[Opening Data listing section]
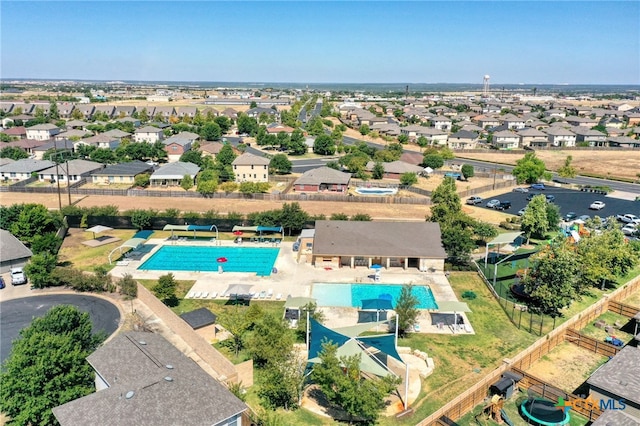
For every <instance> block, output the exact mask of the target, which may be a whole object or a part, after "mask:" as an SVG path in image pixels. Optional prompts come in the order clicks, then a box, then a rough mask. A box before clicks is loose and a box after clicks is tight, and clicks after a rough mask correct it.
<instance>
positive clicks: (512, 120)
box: [500, 114, 525, 130]
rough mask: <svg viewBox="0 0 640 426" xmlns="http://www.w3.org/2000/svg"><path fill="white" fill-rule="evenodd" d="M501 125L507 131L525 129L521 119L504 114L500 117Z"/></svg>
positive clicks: (516, 117)
mask: <svg viewBox="0 0 640 426" xmlns="http://www.w3.org/2000/svg"><path fill="white" fill-rule="evenodd" d="M500 119H501V120H502V124H505V125H506V126H507V129H509V130H512V129H522V128H524V127H525V120H524V119H523V118H521V117H517V116H515V115H514V114H506V115H504V116H502V117H500Z"/></svg>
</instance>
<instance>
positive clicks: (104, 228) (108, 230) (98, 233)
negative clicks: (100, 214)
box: [85, 225, 113, 234]
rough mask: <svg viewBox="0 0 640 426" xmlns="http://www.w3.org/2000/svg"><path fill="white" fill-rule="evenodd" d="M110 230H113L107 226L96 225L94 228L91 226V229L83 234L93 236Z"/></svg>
mask: <svg viewBox="0 0 640 426" xmlns="http://www.w3.org/2000/svg"><path fill="white" fill-rule="evenodd" d="M111 230H113V228H109V227H108V226H104V225H96V226H92V227H91V228H89V229H87V230H86V231H85V232H93V233H94V234H99V233H101V232H105V231H111Z"/></svg>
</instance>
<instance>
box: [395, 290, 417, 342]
mask: <svg viewBox="0 0 640 426" xmlns="http://www.w3.org/2000/svg"><path fill="white" fill-rule="evenodd" d="M412 290H413V286H412V285H411V284H407V285H403V286H402V290H401V291H400V297H398V301H397V302H396V306H395V307H394V308H393V309H394V310H395V311H396V314H398V333H400V334H401V335H404V334H406V332H407V331H408V330H411V328H412V327H413V325H414V324H415V323H416V320H417V319H418V315H419V314H420V312H419V311H418V309H417V306H418V304H419V303H420V301H419V300H418V298H417V297H416V296H415V295H414V294H413V293H412Z"/></svg>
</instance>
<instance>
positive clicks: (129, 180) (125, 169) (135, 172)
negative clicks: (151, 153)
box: [91, 160, 153, 185]
mask: <svg viewBox="0 0 640 426" xmlns="http://www.w3.org/2000/svg"><path fill="white" fill-rule="evenodd" d="M152 172H153V166H152V165H151V164H147V163H144V162H142V161H139V160H134V161H130V162H128V163H120V164H113V165H110V166H107V167H105V168H104V169H101V170H98V171H97V172H93V173H92V174H91V181H92V182H93V183H95V184H101V185H110V184H112V183H115V184H128V185H131V184H133V183H134V181H135V177H136V176H138V175H140V174H143V173H152Z"/></svg>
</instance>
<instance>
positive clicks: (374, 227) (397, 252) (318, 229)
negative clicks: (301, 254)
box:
[Closing Data listing section]
Copy out all the entries above, changing each "rough mask" to "coarse mask" and leaving everything else untouched. Omit the pictures.

◆ **Your response**
For every <instance> block, output the exact mask of the target, which may be a whole object or a part, after "mask:" as an SVG path in image pixels. Optional prompts come in the order clicks, then a box, then a coarse mask. A box before clicks is loose and a box after clicks is tight, and clicks after a coarse mask correct it.
<instance>
positive clicks: (512, 120)
box: [500, 114, 525, 130]
coarse mask: <svg viewBox="0 0 640 426" xmlns="http://www.w3.org/2000/svg"><path fill="white" fill-rule="evenodd" d="M501 125L507 131L525 129L521 119L504 114L500 117Z"/></svg>
positive clicks: (516, 117)
mask: <svg viewBox="0 0 640 426" xmlns="http://www.w3.org/2000/svg"><path fill="white" fill-rule="evenodd" d="M500 119H501V120H502V124H505V125H506V126H507V129H509V130H512V129H522V128H524V127H525V120H524V119H523V118H521V117H517V116H515V115H514V114H506V115H504V116H502V117H500Z"/></svg>
</instance>
<instance>
positive clicks: (104, 228) (108, 230) (98, 233)
negative clicks: (100, 214)
box: [85, 225, 113, 234]
coarse mask: <svg viewBox="0 0 640 426" xmlns="http://www.w3.org/2000/svg"><path fill="white" fill-rule="evenodd" d="M110 230H113L107 226L96 225L94 228L91 226V229L83 234L93 236Z"/></svg>
mask: <svg viewBox="0 0 640 426" xmlns="http://www.w3.org/2000/svg"><path fill="white" fill-rule="evenodd" d="M111 230H113V228H109V227H108V226H104V225H96V226H92V227H91V228H89V229H87V230H86V231H85V232H93V233H94V234H99V233H101V232H105V231H111Z"/></svg>
</instance>
<instance>
box: [395, 290, 417, 342]
mask: <svg viewBox="0 0 640 426" xmlns="http://www.w3.org/2000/svg"><path fill="white" fill-rule="evenodd" d="M412 290H413V286H412V285H411V284H407V285H403V286H402V290H401V291H400V297H398V301H397V302H396V306H395V307H394V308H393V309H394V310H395V311H396V314H398V333H400V334H401V335H404V334H406V332H407V331H408V330H411V328H412V327H413V325H414V324H415V323H416V320H417V319H418V315H419V314H420V312H419V311H418V309H417V306H418V304H419V303H420V301H419V300H418V298H417V297H416V296H415V295H414V294H413V293H412Z"/></svg>
</instance>
<instance>
positive clicks: (129, 180) (125, 169) (135, 172)
negative clicks: (151, 153)
box: [91, 160, 153, 185]
mask: <svg viewBox="0 0 640 426" xmlns="http://www.w3.org/2000/svg"><path fill="white" fill-rule="evenodd" d="M152 172H153V166H152V165H151V164H147V163H144V162H142V161H139V160H134V161H130V162H128V163H120V164H113V165H110V166H107V167H105V168H104V169H101V170H98V171H97V172H93V173H92V174H91V181H92V182H93V183H95V184H101V185H110V184H112V183H115V184H128V185H131V184H133V183H134V181H135V177H136V176H138V175H140V174H143V173H152Z"/></svg>
</instance>
<instance>
positive clicks: (374, 227) (397, 252) (318, 229)
negative clicks: (301, 254)
box:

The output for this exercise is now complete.